**Exercise aim**
Exactly and only the lines from the one with "Keep to these rules. Indicate every instance of the tree" through the end of the listing are to be transcribed, both ends included.

**Entries provided**
* begin *

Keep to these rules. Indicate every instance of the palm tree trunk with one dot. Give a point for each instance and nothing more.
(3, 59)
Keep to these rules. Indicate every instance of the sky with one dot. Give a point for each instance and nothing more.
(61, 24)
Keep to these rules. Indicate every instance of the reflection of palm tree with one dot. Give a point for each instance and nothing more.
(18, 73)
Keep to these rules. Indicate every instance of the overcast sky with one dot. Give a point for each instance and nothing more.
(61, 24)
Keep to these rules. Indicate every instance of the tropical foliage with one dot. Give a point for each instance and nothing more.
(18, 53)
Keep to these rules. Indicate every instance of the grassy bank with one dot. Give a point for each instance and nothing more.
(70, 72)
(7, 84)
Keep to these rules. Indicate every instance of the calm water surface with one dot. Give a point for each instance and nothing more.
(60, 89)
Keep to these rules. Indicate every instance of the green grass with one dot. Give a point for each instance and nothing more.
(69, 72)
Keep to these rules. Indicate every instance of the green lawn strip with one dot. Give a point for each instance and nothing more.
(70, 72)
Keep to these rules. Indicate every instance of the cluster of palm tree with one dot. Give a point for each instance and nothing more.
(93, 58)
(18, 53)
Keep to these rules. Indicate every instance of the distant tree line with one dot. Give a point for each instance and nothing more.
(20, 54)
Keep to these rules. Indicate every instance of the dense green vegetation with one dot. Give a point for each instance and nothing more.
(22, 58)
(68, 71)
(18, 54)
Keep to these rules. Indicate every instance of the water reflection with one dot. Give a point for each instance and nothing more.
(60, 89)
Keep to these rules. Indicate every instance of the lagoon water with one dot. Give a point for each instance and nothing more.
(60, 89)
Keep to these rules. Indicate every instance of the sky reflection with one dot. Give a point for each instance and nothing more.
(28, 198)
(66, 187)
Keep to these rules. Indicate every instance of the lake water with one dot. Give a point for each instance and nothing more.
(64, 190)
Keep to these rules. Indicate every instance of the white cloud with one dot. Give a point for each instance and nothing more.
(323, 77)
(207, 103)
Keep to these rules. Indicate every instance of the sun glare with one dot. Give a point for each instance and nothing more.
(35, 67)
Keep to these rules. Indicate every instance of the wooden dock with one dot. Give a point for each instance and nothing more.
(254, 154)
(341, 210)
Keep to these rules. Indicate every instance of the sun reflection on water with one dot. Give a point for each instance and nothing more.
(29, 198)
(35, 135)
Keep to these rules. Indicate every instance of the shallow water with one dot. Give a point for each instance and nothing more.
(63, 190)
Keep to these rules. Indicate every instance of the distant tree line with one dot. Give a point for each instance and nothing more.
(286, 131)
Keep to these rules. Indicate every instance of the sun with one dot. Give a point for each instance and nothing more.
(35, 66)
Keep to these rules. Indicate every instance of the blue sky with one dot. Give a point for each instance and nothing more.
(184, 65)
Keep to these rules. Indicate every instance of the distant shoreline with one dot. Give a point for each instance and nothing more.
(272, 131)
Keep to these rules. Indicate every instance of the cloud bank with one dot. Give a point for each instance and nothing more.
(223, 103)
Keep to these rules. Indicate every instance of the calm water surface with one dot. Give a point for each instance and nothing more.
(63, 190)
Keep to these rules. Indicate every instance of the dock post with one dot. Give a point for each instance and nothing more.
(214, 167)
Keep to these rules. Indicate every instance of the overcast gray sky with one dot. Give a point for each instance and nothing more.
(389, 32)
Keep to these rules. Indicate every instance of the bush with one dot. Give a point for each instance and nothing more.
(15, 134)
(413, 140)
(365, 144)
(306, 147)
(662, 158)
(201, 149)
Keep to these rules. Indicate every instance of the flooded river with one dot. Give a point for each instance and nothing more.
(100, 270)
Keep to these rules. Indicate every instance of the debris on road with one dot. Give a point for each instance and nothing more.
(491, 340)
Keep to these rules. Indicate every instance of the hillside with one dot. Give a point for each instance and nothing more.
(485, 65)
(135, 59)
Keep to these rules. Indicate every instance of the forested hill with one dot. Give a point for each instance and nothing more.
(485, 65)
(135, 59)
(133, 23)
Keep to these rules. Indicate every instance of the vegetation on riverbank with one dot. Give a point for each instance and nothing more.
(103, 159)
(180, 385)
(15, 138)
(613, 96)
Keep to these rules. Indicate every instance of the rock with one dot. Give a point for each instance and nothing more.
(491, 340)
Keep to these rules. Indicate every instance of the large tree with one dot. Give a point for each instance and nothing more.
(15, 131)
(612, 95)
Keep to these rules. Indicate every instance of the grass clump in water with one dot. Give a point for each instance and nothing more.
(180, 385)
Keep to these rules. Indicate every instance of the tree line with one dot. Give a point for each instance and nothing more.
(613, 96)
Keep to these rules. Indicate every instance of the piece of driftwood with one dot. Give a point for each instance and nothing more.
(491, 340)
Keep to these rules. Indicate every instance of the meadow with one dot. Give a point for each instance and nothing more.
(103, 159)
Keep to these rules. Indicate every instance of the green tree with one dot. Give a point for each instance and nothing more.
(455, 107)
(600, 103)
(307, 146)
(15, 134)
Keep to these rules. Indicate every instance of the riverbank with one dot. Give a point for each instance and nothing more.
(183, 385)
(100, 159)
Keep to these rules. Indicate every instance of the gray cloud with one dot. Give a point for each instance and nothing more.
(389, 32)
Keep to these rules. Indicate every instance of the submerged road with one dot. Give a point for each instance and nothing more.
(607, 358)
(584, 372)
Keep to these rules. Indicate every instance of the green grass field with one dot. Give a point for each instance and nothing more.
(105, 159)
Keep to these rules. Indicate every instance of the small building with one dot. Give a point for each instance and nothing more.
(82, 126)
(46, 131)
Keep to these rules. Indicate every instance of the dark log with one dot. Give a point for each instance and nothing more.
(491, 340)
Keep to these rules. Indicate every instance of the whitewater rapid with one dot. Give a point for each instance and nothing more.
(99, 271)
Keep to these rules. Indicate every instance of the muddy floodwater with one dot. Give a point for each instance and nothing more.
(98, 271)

* end *

**Task output**
Keep to these rules. Indicate every instance of the tree line with one dot. Give a point for each instance and nothing more.
(613, 96)
Keep to these rules. Indicate every instance of the piece of driftwood with one dot. Give a point for each instance and nothing more.
(491, 340)
Keep to these rules. Indicate every instance of the meadow with one dot. Give a point for each instance and nothing more.
(103, 159)
Keep to these rules. Indicate every instance of the green tree with one dot. Give a point for each instance and nothing more.
(455, 107)
(600, 103)
(307, 146)
(15, 134)
Keep to these rules. Indicate every instance of the riverbank with one dot. Give a point for each instance and nothing more.
(183, 385)
(100, 159)
Keep to these rules. Indicate every instance of the gray cloud with one dot. Give a point for each instance and nothing more.
(389, 32)
Keep to these rules. Indicate every instance of the submerged road with one dot. Give a point for each instance and nothing more.
(607, 358)
(584, 372)
Keep to these rules. Indicate every instance of the green grass field with one dot. Give a point for each instance and nothing more.
(105, 159)
Keep to these rules. Indicate every instance of the small building with one dot. Give a point for each instance and nothing more.
(82, 126)
(46, 131)
Keep to these rules. Indicate every instance of the dark log with one dot. Give a point for each instance and nothing more.
(491, 340)
Keep to these rules. Indicate every instance of the whitewater rapid with one dot. Give a point for each instance and nothing more.
(99, 271)
Keep to these rules. Indicate every instance of the muddy floodwater with one dot. Give a point for each instance and nothing more.
(98, 271)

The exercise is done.